══ Supplied data ══

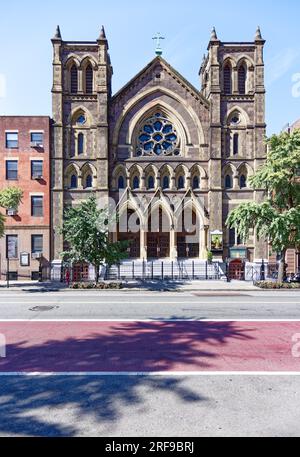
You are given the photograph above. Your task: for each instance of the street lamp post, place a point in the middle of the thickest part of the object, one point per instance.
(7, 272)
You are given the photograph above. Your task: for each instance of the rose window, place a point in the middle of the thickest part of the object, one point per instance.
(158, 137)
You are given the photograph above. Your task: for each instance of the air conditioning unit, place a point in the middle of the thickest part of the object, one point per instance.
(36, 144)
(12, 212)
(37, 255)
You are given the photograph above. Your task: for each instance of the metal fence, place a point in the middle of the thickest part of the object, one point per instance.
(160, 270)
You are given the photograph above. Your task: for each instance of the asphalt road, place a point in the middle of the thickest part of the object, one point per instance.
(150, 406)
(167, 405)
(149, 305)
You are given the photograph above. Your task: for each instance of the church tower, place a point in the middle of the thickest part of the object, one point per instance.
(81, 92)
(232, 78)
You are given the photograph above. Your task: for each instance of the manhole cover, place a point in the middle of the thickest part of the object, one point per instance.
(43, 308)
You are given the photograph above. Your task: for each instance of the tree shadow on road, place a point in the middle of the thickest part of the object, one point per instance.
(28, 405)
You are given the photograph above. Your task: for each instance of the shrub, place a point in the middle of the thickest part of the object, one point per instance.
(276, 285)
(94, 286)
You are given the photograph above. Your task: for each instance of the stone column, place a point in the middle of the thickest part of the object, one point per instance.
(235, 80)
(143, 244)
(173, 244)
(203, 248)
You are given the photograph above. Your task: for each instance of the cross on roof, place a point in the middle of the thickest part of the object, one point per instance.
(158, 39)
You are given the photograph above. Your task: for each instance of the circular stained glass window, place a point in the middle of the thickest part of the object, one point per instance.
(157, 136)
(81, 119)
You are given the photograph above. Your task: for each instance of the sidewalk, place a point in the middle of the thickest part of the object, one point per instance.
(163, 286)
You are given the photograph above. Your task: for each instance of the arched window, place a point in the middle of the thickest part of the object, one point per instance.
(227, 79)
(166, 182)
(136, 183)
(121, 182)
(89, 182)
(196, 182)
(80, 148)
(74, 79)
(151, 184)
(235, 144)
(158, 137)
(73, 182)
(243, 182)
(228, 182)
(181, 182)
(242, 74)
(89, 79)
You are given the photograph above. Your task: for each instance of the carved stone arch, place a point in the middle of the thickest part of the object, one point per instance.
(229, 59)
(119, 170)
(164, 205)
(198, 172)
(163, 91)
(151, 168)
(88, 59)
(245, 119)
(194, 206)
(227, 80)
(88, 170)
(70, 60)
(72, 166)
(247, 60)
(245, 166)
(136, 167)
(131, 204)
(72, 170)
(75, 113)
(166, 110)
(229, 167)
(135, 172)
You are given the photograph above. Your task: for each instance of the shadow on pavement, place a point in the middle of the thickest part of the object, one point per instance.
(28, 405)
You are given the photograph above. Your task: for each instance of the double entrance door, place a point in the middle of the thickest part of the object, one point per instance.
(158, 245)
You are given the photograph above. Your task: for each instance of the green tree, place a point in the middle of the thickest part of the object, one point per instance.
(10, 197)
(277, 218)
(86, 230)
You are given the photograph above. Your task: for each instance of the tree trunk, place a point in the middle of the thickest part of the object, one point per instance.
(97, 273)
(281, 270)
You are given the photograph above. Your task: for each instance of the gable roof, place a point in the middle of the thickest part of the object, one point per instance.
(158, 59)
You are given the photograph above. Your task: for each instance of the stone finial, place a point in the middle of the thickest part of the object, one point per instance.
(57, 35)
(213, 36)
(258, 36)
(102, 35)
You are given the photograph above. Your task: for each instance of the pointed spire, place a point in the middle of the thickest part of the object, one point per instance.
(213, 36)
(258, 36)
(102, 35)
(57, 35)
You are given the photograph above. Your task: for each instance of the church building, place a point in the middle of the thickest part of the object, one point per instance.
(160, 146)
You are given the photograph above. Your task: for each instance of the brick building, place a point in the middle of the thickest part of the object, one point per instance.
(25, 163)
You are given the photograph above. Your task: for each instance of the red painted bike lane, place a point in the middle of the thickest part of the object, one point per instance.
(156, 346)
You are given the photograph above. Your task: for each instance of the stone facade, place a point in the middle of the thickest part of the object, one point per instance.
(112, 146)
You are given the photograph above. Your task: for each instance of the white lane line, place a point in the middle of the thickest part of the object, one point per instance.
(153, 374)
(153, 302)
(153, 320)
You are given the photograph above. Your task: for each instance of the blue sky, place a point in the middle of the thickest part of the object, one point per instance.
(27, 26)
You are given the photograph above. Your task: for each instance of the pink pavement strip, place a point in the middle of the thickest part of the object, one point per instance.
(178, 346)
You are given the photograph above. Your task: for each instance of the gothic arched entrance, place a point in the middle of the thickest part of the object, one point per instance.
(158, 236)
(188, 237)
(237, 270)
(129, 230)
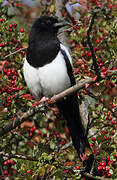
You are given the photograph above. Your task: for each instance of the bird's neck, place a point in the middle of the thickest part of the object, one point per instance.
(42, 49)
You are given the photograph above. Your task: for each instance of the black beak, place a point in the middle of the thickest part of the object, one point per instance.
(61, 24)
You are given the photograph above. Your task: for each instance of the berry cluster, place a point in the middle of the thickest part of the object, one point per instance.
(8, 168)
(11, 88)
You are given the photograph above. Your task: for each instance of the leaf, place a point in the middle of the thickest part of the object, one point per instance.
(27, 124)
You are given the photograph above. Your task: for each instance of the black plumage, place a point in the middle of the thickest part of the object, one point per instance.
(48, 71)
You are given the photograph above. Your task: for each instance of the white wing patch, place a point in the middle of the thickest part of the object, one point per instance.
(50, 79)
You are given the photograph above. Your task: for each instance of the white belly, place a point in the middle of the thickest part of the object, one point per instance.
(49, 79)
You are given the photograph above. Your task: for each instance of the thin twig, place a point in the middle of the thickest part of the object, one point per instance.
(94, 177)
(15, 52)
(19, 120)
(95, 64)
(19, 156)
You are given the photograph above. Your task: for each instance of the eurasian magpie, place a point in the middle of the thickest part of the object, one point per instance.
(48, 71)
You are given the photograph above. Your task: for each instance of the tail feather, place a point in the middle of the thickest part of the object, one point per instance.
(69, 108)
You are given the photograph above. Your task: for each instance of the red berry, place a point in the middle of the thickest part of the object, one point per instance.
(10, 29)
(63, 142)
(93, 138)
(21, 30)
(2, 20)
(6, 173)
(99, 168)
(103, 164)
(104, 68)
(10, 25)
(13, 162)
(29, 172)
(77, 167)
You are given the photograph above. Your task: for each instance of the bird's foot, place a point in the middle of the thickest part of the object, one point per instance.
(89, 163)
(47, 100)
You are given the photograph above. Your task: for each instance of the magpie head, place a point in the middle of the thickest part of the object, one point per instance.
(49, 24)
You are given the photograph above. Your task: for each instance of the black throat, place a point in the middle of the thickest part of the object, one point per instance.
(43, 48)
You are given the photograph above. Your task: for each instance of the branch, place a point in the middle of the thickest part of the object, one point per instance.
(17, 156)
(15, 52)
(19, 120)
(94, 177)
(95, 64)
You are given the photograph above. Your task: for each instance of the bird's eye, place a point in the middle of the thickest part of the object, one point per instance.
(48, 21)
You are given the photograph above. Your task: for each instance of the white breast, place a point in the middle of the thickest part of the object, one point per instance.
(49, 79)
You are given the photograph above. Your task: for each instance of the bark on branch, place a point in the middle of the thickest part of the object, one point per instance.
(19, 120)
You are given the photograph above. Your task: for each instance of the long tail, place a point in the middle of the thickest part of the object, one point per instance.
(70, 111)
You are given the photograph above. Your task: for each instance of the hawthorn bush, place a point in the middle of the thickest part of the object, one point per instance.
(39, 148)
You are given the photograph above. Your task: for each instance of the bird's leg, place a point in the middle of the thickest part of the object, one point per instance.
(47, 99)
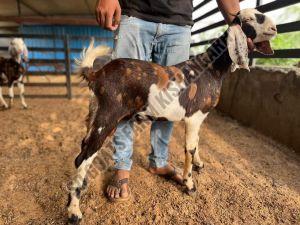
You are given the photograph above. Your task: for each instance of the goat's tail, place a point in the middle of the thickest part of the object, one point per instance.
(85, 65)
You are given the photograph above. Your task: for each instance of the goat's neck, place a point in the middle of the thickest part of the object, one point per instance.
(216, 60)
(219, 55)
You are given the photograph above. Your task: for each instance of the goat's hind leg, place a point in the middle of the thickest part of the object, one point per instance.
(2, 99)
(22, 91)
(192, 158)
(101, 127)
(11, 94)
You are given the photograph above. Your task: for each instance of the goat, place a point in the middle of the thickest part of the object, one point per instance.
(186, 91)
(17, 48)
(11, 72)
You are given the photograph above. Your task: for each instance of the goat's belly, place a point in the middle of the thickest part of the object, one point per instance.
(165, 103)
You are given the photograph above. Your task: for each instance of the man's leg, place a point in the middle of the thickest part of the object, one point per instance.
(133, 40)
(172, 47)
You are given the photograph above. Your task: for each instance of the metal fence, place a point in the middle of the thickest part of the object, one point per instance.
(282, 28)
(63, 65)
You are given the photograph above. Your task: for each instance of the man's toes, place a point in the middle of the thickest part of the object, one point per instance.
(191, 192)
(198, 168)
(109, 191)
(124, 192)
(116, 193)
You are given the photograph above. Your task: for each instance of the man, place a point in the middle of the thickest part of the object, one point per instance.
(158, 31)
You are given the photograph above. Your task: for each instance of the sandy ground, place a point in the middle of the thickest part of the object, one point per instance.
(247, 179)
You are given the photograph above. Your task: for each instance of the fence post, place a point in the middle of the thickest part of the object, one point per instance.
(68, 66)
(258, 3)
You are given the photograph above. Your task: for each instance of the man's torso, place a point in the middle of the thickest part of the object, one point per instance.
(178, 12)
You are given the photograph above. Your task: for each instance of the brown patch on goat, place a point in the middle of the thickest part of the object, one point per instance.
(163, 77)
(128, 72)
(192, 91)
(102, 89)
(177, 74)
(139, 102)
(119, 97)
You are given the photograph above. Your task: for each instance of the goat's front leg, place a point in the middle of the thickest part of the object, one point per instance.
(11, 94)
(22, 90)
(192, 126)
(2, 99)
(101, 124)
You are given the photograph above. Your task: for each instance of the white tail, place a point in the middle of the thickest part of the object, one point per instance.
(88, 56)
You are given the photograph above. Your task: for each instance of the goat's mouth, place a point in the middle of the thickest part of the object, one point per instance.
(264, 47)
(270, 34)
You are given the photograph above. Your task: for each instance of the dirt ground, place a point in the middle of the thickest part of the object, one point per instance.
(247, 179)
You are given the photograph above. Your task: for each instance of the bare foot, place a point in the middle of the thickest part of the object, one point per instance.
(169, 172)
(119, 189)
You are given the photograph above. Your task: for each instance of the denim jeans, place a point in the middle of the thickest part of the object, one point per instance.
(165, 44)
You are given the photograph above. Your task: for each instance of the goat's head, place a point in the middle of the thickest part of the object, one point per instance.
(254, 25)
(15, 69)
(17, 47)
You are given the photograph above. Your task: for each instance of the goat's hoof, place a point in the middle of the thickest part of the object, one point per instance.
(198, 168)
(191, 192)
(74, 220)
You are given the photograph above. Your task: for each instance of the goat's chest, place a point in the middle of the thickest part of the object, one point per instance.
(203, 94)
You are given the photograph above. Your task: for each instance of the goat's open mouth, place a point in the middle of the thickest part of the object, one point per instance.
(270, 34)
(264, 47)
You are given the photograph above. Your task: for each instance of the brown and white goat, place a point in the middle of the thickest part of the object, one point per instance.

═══

Exercise description - Copy the rows from the line containing "goat's mouth, place" through the final row, swapping "thickest" for "widest" and keeping everything else the same.

Response to this exercise -
You are given the photograph above. Your task: for each instance of the goat's mouth, place a point in the middle of the widest part of the object, one point per instance.
(264, 47)
(270, 34)
You are given the photograph above. Your task: for each instance of the dirt ground, place a point in the middle of the widest part of the object, one point per instance.
(247, 179)
You are given the photograph above. Your task: for each instance of the bare foot, place a point in the middle of the widest part of the object, one point per instance.
(169, 172)
(119, 189)
You are given the photograph above. Your task: for each instance of the denim jeans, place a point in the middle of the widest part of the object, one point per instance.
(165, 44)
You are given the photograph above. Your task: for each instance of the goat's head, place a point in the middle of the widest part of the object, one point per instance.
(254, 25)
(15, 69)
(17, 47)
You are given the photograph above. Your task: for each instance of the goat's hoof, place a point in the middle of the widest part of the object, one point per instance.
(198, 168)
(191, 192)
(74, 220)
You are given the photograph above. Your task: for each instance of the goat's chest, place a point in the middle of the widest part of the object, one point per instance.
(203, 94)
You are given the photograph above. Your task: for each instance of the goat's open mouth, place a point in the middle of the widest part of the object, one point per instance.
(270, 34)
(264, 47)
You are given the photograph above. Your task: for each instance of the brown and white goat, place a point in the middle of the widest part of the object, one point per instance.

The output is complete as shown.